**Vorliegender Auszug**

Der Unabhängige Verwaltungssenat des Landes Oberösterreich hat durch sein Mitglied Mag. Christian Stierschneider über die Berufung der X geboren am X, StA von Georgien, vertreten durch X, Rechtsanwältin in X, gegen den Bescheid des Polizeidirektors der Landeshauptstadt Linz vom 17. Juni 2009, AZ: 1063329/FRB, zu Recht erkannt:

 

 

Der Berufung wird stattgegeben und der bekämpfte Bescheid ersatzlos behoben.

 

saCivari dakmayofildes da gasaCivrebuli gadawyvetileba mTlianad gauqmdes.

 

Rechtsgrundlagen:

§ 66 Abs.4 AVG

 

 

Entscheidungsgründe:

 

 

1. Mit Bescheid des Polizeidirektors der Landeshauptstadt Linz vom 17. Juni 2009, AZ: 1063329/FRB, wurde gegen die Berufungswerberin (im Folgenden: Bw) ein mit fünf Jahren befristetes Rückkehrverbot für das Bundesgebiet der Republik Österreich gemäß § 62 Abs. 1 und Abs. 2 iVm. §§ 63 und 66 des Fremdenpolizeigesetzes 2005 BGBl. Nr. 100/2005 – FPG  in der damals geltenden Fassung erlassen.

**Aufgaben zur Übung**
a - Beantworte zur Berufungsentscheidung diese Fragen:
(i) Von wem stammt der bekämpfte Bescheid?
(ii) Welche Rechtsgrundlage wird angeführt?
(iii) Auf wie viele Jahre war das Rückkehrverbot befristet?
b - Wie lässt sich die Berufungsentscheidung in zwei Sätzen zusammenfassen?
c - Führe die Berufungsentscheidung über das Rückkehrverbot gegen die georgische Staatsangehörige nach ihrem letzten Satz fort.
Die Datensätze haben mit der Berufungsentscheidung nichts zu tun.

**Daten**
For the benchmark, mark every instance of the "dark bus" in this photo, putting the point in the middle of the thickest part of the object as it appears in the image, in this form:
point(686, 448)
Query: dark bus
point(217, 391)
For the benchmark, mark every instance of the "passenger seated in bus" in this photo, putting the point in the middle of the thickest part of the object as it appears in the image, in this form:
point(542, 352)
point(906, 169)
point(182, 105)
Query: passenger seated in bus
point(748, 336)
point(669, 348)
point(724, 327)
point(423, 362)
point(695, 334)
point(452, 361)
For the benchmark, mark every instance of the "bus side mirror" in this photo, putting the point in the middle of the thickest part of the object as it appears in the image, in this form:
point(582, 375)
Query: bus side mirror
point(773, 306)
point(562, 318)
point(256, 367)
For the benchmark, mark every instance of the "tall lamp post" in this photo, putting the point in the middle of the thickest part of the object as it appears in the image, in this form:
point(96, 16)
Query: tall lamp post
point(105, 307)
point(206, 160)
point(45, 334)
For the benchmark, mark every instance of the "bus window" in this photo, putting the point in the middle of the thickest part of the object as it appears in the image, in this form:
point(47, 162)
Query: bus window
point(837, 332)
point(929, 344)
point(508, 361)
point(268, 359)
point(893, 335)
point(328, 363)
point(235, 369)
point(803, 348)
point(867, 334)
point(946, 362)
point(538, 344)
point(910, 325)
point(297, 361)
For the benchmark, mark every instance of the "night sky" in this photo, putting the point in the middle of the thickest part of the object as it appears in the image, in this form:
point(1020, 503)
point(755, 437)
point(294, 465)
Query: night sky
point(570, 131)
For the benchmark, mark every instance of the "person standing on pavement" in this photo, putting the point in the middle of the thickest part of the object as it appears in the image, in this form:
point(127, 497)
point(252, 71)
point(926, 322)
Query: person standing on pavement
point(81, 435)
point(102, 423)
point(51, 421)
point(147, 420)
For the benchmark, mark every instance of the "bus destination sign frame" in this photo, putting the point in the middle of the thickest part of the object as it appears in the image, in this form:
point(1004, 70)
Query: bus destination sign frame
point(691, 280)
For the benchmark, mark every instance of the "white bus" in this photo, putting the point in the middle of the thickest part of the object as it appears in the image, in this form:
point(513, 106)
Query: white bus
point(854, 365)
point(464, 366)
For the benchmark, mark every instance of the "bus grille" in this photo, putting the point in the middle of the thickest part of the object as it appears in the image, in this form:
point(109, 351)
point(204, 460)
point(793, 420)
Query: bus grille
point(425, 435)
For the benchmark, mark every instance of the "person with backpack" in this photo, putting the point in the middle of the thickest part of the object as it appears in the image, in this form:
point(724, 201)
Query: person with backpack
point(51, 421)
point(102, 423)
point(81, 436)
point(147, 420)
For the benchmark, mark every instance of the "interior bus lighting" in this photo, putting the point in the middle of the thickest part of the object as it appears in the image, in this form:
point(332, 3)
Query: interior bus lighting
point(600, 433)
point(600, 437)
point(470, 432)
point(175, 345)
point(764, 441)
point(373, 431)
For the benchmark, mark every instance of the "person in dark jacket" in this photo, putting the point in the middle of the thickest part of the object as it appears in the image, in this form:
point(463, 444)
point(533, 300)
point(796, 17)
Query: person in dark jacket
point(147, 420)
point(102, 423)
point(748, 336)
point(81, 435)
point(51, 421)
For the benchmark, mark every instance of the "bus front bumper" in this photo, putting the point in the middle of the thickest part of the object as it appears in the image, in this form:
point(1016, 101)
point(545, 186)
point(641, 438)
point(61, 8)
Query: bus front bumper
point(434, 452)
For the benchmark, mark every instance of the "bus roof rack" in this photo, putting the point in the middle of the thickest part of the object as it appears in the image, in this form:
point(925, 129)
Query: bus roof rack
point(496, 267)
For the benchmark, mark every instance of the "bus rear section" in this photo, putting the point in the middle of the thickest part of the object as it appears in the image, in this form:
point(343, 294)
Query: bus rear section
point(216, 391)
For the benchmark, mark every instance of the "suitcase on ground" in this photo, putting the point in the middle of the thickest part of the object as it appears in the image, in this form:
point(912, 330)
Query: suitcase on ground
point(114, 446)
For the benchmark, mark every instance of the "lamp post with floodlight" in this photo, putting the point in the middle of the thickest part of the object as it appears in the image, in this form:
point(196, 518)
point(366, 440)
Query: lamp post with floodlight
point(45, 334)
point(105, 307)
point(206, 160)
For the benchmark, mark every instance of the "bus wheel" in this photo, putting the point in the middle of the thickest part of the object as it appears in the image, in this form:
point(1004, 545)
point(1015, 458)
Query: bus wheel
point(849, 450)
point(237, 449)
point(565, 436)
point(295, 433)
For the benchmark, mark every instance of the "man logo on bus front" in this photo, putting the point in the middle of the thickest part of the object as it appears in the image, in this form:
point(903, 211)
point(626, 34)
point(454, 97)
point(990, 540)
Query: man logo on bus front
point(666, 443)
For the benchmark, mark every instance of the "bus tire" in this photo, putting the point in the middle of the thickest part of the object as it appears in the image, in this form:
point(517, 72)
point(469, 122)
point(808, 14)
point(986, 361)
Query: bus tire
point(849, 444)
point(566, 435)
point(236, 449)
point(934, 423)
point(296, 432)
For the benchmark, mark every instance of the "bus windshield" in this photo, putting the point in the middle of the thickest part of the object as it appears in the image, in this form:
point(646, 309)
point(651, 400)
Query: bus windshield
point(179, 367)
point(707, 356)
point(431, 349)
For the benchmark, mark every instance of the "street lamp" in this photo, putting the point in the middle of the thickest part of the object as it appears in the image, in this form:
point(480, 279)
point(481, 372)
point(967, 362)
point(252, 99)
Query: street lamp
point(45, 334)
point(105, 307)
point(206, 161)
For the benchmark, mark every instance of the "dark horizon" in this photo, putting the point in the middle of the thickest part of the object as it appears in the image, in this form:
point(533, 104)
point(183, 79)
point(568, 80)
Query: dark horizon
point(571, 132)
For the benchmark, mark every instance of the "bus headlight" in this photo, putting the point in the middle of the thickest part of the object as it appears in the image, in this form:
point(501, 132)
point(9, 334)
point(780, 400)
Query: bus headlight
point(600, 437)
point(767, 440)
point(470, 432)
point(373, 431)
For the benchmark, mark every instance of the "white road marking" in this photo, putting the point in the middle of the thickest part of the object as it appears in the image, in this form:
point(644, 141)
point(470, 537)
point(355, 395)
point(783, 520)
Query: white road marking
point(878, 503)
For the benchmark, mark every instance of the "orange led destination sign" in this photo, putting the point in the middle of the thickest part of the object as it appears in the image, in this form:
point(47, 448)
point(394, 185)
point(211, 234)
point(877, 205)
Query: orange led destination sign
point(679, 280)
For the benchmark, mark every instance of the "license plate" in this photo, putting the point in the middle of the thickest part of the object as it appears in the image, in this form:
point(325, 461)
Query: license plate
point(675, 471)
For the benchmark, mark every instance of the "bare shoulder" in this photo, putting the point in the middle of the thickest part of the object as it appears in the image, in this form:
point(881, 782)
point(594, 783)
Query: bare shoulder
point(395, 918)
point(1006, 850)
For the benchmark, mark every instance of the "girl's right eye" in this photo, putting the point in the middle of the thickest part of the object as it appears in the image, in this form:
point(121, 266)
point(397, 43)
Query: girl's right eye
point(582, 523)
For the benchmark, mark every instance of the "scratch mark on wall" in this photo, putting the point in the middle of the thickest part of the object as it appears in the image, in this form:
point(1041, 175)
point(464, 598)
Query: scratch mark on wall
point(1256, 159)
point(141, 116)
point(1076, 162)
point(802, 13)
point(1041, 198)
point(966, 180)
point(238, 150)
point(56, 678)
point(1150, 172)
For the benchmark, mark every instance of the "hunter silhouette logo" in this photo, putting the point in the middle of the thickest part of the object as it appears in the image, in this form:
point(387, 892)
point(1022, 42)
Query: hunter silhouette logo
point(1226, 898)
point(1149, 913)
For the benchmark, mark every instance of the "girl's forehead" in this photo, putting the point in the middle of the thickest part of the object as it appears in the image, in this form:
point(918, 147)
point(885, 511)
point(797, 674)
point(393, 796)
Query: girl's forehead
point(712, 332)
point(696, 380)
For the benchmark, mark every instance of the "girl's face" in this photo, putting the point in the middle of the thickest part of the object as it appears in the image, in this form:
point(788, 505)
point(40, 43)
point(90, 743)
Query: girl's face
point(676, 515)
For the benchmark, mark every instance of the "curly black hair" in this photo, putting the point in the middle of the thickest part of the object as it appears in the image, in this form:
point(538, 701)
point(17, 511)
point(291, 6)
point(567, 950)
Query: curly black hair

**Antworten je Aufgabe**
a -
(i) Vom Polizeidirektor der Landeshauptstadt Linz.
(ii) § 66 Abs.4 AVG.
(iii) Auf fünf Jahre.

b - Der Unabhängige Verwaltungssenat des Landes Oberösterreich gab der Berufung einer georgischen Staatsangehörigen gegen einen Bescheid des Polizeidirektors der Landeshauptstadt Linz vom 17. Juni 2009 statt und hob diesen Bescheid ersatzlos auf. Mit jenem Bescheid war gegen sie nach dem Fremdenpolizeigesetz 2005 ein auf fünf Jahre befristetes Rückkehrverbot für das Bundesgebiet der Republik Österreich erlassen worden.

c -
 

Begründend führt die belangte Behörde neben der Wiedergabe der angewendeten Rechtsvorschriften im Wesentlichen an, dass die Bw am 9. März 2005 nach Österreich eingereist sei und am 21. März 2005 einen Asylantrag gestellt habe. Das Asylverfahren befinde sich im Stande der Berufung, weshalb die Bw nach den Bestimmungen des Asylgesetzes zum vorläufigen Aufenthalt im Bundesgebiet berechtigt sei.

 

Am 11. März 2009 sei sie vom Landesgericht Steyr unter der Zahl 11 Hv 195/08v wegen des Verbrechens der Hehlerei nach § 164 Abs. 4 dritter Fall StGB zu einer Freiheitsstrafe von 8 Monaten, bedingt auf eine Probezeit von drei Jahren, rechtskräftig verurteilt worden.

 

Mit Schreiben vom 13. März 2009 sei die Bw von der belangten Behörde informiert worden, dass beabsichtigt sei, gegen sie ein Rückkehrverbot zu erlassen. Gleichzeitig sei der Bw Gelegenheit zur Stellungnahme gegeben worden.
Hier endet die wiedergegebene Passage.